Task to complete
Across the data below, how many lines have the word "outline" in them? Give the number and nothing else.

Data supplied
────────────────

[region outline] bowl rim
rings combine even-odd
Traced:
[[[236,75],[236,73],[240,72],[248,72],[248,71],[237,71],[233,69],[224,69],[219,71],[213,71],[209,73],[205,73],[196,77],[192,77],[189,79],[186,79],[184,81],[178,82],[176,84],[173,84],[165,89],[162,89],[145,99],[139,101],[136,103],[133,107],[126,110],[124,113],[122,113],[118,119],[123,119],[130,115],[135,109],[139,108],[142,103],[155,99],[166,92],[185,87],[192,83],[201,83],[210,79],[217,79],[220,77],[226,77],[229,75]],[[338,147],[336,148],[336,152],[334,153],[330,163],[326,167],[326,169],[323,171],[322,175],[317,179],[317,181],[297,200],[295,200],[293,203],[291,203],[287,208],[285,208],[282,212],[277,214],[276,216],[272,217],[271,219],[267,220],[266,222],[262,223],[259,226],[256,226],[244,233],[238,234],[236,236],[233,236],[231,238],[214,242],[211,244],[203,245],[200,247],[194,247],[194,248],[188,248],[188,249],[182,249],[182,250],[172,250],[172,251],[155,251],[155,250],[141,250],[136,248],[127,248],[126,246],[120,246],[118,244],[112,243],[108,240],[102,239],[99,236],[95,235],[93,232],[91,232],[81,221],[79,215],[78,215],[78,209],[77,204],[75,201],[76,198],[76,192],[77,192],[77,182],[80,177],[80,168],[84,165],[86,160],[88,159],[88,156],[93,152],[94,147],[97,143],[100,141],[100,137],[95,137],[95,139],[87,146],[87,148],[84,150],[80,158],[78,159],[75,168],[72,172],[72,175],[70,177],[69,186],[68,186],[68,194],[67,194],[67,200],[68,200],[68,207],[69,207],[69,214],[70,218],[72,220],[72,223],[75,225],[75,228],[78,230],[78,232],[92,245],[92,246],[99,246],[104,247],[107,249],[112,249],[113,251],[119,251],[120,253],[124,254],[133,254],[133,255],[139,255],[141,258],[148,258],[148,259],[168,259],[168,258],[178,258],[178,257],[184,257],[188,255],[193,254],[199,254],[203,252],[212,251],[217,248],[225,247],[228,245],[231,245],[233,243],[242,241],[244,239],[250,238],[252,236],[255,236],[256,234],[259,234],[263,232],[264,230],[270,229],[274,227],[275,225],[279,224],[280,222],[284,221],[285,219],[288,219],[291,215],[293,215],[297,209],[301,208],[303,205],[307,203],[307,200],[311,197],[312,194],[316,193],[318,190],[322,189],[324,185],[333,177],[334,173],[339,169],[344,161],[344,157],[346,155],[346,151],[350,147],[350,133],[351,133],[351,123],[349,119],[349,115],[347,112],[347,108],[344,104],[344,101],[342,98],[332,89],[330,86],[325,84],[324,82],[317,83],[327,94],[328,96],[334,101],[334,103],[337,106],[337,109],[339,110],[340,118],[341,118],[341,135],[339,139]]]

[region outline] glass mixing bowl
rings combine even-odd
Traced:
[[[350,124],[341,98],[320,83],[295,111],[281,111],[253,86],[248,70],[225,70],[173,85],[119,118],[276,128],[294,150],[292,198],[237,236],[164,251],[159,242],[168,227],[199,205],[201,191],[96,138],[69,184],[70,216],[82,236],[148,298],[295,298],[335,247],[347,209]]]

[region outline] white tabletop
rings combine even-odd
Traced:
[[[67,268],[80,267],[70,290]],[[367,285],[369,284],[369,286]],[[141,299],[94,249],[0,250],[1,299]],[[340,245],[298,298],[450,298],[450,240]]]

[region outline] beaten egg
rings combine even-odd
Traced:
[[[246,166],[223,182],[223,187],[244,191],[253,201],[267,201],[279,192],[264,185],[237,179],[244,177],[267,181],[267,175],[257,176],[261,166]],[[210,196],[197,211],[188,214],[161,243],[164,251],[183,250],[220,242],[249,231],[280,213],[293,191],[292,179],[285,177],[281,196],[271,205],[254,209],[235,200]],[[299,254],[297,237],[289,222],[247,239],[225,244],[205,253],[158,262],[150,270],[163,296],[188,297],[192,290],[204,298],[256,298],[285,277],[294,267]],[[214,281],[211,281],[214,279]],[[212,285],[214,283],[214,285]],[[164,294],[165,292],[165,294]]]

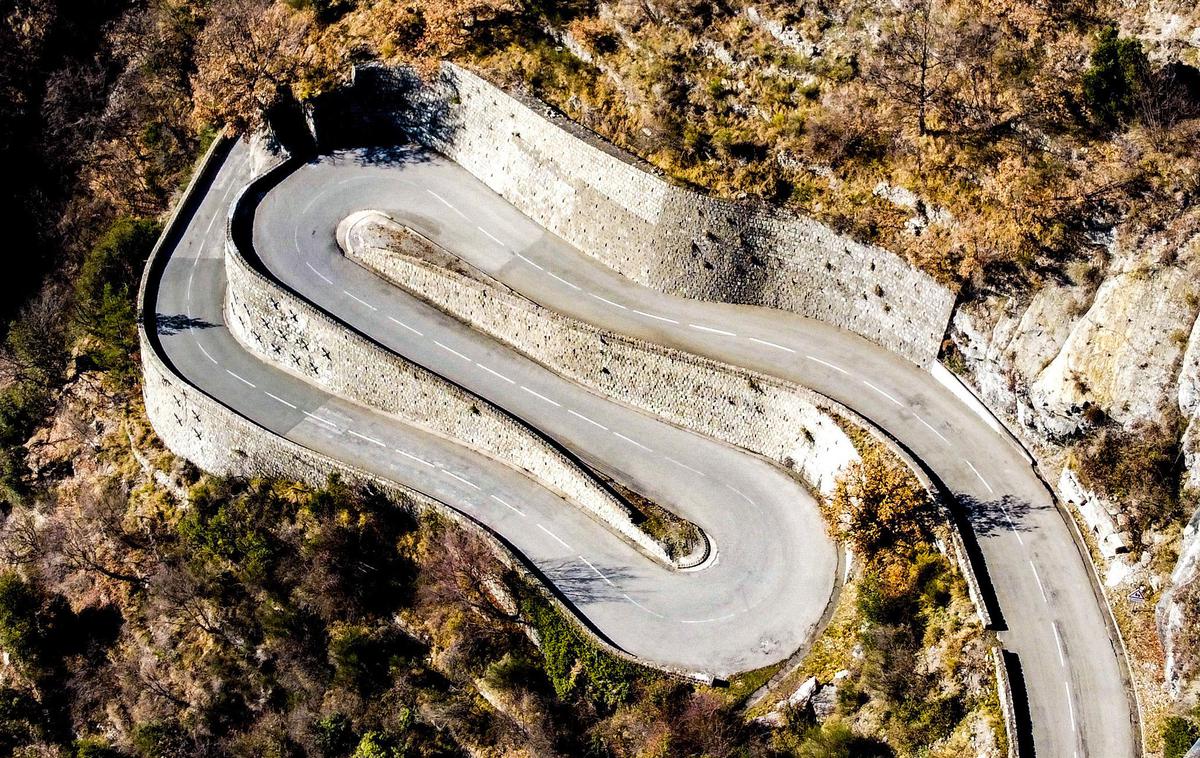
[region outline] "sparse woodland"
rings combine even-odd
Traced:
[[[1194,29],[1195,8],[1177,11]],[[812,215],[964,299],[1094,279],[1114,229],[1183,240],[1200,219],[1200,53],[1130,33],[1149,14],[1076,0],[6,3],[0,753],[1000,750],[986,641],[932,549],[936,519],[870,446],[829,504],[863,567],[804,668],[846,672],[833,715],[768,728],[740,707],[772,672],[707,688],[607,657],[448,524],[337,482],[221,481],[173,460],[140,408],[133,299],[220,128],[285,117],[375,58],[430,72],[450,57],[526,87],[675,181]],[[1072,444],[1089,484],[1149,532],[1192,506],[1180,431],[1097,418]],[[1166,755],[1198,716],[1165,723]]]

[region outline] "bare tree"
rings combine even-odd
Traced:
[[[929,132],[929,112],[945,95],[954,73],[953,42],[938,0],[909,0],[885,25],[867,79],[915,113],[917,131]]]

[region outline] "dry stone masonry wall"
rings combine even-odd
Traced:
[[[645,286],[791,311],[919,365],[954,296],[881,248],[773,208],[674,186],[596,135],[445,67],[445,124],[426,141],[539,224]]]
[[[356,233],[346,230],[353,224]],[[854,444],[797,385],[597,329],[516,295],[383,247],[382,214],[356,214],[347,257],[556,373],[607,397],[782,462],[826,495],[857,460]],[[345,240],[367,244],[346,245]],[[379,244],[370,244],[376,241]],[[432,243],[431,243],[432,244]]]
[[[481,398],[352,332],[225,250],[226,322],[253,355],[332,394],[465,444],[524,471],[655,558],[665,552],[582,468]]]

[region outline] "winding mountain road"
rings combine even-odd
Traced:
[[[349,214],[383,211],[568,316],[809,386],[901,441],[965,505],[1000,639],[1021,661],[1037,753],[1136,751],[1119,653],[1088,568],[1023,452],[931,375],[846,331],[762,308],[683,300],[599,265],[432,154],[363,152],[299,167],[258,205],[259,265],[334,318],[499,406],[693,520],[702,571],[649,560],[512,468],[341,400],[253,357],[224,326],[224,220],[252,174],[237,143],[156,289],[158,343],[203,392],[272,432],[458,507],[503,534],[618,646],[717,675],[779,660],[838,577],[811,497],[761,459],[567,381],[400,292],[339,251]]]

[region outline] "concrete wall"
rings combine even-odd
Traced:
[[[347,220],[370,240],[381,214]],[[377,227],[378,228],[378,227]],[[597,329],[460,274],[380,245],[347,245],[347,257],[484,334],[598,394],[765,455],[831,495],[858,459],[815,393],[779,379]],[[430,243],[432,244],[432,243]]]
[[[251,354],[334,395],[525,472],[644,552],[670,563],[662,547],[634,526],[623,503],[512,417],[351,331],[268,280],[248,264],[232,241],[226,244],[225,273],[225,320]]]
[[[605,265],[671,294],[826,321],[922,366],[936,357],[954,296],[898,256],[811,219],[674,186],[464,69],[447,65],[443,80],[450,105],[423,139]]]

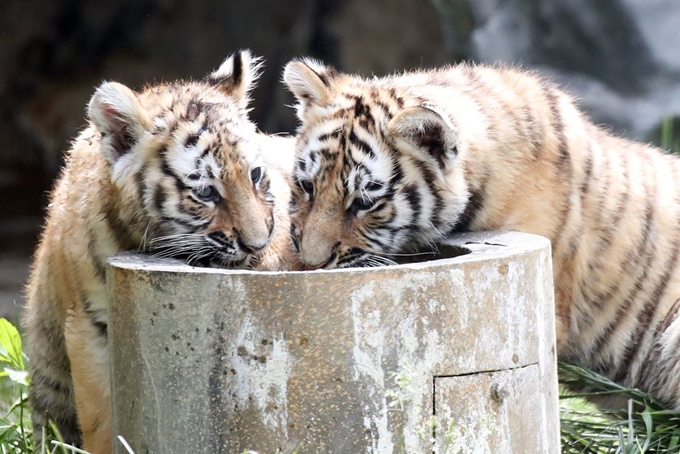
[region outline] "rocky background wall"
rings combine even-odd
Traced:
[[[596,122],[642,140],[664,116],[680,117],[677,0],[4,0],[5,314],[21,304],[45,191],[94,87],[202,77],[243,47],[266,59],[253,116],[268,132],[295,128],[279,79],[300,55],[364,75],[465,59],[521,64],[564,84]]]

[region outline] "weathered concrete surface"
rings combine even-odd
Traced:
[[[435,415],[440,449],[453,423],[459,452],[558,453],[548,241],[452,243],[470,253],[297,273],[112,259],[114,435],[137,453],[425,453]]]

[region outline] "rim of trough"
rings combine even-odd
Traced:
[[[110,257],[107,264],[110,268],[136,270],[148,273],[184,273],[184,274],[223,274],[223,275],[314,275],[314,274],[347,274],[375,273],[385,270],[422,270],[446,265],[462,265],[483,260],[519,257],[547,248],[550,251],[550,240],[530,233],[520,232],[463,232],[456,233],[446,241],[438,244],[462,248],[469,252],[428,261],[409,262],[397,265],[383,265],[370,268],[341,268],[313,271],[256,271],[245,269],[208,268],[187,265],[179,259],[157,258],[137,252],[122,252]]]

────────────────

Answer for the task
12